◆ **Given problem**
Locate every line below that contains the string "distant", treating case as significant, and copy each such line.

◆ **Data supplied**
+ + +
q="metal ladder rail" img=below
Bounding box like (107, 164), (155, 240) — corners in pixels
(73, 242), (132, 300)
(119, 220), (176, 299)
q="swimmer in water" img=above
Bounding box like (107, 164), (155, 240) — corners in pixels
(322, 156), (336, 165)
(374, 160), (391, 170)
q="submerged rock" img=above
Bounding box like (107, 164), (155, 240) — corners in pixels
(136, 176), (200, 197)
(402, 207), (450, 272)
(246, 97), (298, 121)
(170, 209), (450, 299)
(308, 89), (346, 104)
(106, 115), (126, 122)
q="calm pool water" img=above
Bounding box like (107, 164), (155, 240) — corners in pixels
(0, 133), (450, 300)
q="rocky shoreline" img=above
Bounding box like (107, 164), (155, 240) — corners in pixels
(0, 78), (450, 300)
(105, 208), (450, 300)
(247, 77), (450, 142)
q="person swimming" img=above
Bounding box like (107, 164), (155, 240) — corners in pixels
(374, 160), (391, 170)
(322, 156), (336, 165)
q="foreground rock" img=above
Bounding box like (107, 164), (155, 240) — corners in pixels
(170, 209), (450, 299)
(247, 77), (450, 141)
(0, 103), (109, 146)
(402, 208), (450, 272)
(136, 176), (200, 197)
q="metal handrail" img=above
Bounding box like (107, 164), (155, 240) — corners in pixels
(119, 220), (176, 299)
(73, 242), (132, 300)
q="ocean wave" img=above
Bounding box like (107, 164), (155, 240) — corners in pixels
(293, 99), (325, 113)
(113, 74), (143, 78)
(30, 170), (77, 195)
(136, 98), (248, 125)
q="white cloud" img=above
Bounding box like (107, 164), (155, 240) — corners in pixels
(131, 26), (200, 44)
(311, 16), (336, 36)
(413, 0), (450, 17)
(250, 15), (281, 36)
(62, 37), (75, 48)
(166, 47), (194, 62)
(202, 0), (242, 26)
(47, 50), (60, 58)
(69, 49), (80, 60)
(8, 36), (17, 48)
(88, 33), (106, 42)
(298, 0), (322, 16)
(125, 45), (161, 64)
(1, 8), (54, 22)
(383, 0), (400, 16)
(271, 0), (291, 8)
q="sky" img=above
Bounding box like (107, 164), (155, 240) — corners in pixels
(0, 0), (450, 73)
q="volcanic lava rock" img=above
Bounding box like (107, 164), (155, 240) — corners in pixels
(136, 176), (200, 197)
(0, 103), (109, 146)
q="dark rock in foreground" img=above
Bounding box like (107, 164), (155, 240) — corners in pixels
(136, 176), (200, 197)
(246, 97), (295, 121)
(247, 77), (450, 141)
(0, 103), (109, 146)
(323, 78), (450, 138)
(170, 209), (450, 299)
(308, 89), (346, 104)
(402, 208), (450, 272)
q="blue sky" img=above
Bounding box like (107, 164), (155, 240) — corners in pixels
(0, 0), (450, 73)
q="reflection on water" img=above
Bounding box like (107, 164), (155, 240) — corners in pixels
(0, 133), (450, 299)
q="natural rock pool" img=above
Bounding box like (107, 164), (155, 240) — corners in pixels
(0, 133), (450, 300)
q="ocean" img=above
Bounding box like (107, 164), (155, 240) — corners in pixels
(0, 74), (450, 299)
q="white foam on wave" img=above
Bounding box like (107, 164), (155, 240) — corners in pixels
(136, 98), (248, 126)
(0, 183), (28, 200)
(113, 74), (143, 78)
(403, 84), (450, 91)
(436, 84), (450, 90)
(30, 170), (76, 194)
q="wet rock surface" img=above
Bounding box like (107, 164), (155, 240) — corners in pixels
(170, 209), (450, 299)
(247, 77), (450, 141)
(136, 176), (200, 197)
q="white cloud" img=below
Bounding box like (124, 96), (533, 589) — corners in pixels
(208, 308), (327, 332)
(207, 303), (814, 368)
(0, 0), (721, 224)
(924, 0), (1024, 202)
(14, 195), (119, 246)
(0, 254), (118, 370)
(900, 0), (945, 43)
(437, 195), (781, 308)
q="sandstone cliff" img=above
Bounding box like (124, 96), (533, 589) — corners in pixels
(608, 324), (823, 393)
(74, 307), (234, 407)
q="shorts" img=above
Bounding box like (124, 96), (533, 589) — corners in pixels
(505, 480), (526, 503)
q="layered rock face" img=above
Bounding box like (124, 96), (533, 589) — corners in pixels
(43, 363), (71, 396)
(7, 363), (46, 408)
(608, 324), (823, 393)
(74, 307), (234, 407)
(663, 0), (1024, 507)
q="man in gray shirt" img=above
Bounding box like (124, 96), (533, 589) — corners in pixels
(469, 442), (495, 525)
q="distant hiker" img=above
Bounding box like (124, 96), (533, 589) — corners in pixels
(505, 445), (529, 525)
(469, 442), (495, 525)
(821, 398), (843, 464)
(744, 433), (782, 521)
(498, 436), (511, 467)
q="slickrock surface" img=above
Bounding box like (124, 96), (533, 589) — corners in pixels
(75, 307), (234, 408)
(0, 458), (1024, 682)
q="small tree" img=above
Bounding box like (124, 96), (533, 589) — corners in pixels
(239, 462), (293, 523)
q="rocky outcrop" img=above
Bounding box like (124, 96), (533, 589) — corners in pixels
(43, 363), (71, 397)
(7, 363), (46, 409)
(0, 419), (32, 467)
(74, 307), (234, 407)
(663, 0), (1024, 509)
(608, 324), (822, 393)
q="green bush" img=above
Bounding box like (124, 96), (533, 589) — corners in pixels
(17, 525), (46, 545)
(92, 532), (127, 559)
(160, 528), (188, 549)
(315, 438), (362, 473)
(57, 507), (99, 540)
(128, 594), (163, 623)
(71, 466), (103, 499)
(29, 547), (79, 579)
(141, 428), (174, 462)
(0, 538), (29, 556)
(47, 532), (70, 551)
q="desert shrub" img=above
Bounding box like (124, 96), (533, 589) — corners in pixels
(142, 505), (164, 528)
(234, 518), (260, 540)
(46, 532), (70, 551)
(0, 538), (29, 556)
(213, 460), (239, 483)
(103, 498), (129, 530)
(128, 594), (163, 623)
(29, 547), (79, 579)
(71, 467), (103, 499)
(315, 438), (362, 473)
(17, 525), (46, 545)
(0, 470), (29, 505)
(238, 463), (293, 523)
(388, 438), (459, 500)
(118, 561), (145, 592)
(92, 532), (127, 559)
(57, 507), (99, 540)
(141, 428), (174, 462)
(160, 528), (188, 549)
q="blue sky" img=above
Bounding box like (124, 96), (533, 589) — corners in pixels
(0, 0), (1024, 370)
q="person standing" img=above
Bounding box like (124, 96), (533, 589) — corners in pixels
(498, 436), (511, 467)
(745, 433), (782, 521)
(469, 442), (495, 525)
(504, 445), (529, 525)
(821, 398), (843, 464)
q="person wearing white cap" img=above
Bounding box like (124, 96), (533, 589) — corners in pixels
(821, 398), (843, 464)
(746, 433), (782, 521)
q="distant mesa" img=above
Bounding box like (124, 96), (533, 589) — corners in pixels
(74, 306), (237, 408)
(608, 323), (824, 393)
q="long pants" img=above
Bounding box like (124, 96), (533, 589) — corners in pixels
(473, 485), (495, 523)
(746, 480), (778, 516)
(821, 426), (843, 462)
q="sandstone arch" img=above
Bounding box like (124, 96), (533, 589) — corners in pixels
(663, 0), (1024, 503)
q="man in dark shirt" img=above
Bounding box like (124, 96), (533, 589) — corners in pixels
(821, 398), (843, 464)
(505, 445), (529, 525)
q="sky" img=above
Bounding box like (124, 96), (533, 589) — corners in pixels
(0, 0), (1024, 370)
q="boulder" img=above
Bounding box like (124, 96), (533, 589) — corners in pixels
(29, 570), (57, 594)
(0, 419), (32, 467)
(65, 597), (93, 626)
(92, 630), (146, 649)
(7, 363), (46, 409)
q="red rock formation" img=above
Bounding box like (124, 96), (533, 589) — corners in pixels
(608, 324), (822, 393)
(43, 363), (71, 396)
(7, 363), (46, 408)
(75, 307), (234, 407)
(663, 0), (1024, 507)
+ + +
◆ **Output below**
q="distant hiker" img=above
q="distant mesa" img=above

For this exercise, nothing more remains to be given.